Task to carry out: Format every line of the listing below as a numbered list, skipping blank lines. Leave the pictures out of your answer.

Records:
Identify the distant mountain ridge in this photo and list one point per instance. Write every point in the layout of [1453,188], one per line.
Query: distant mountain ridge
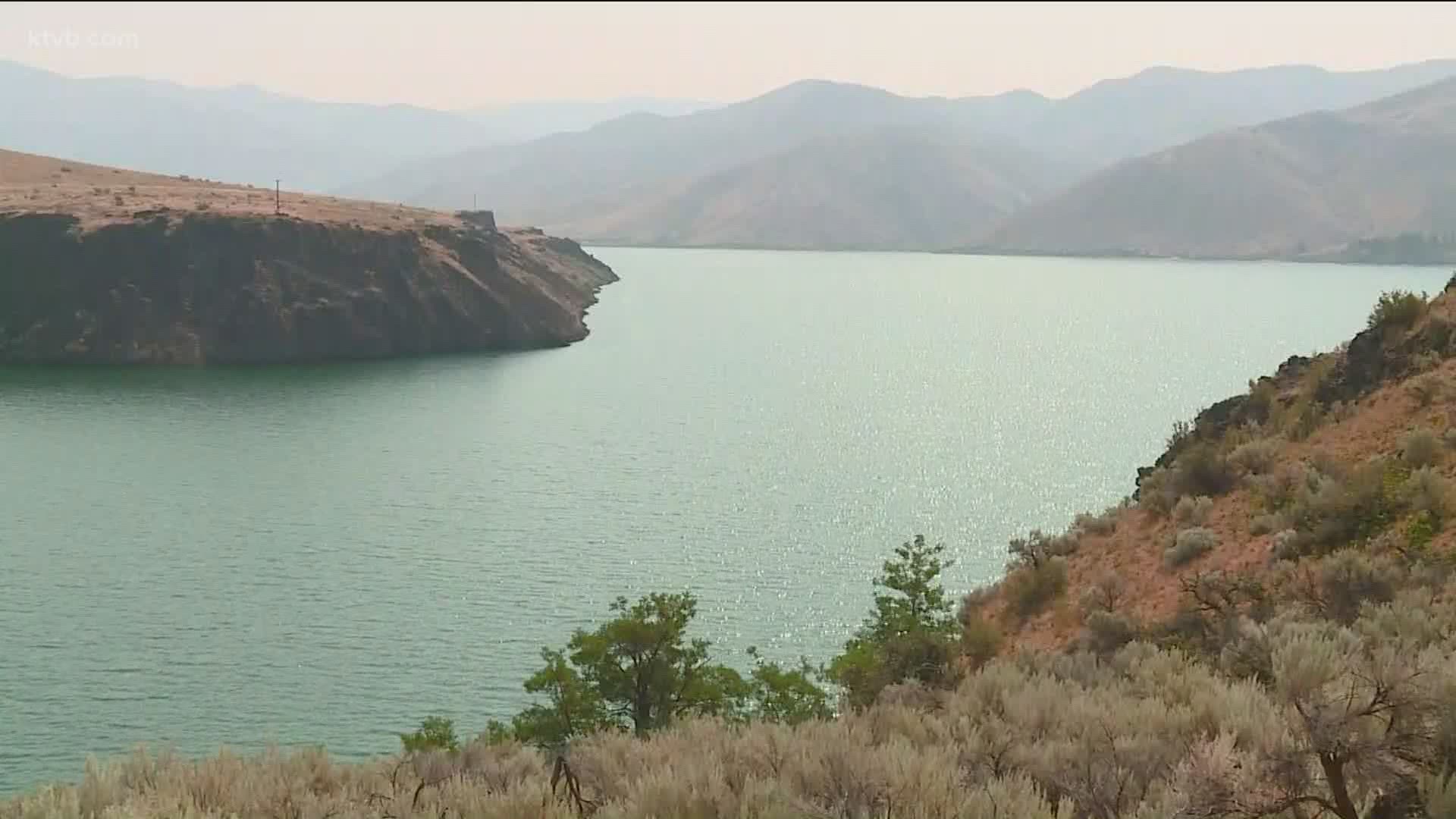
[1373,183]
[814,165]
[248,134]
[704,178]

Response:
1. Identify the distant mountain ridge in this photo and list one point per instance. Write every point in the layout of [1453,188], one per line.
2. Query: distant mountain ridge
3. [1373,183]
4. [814,165]
5. [248,134]
6. [704,178]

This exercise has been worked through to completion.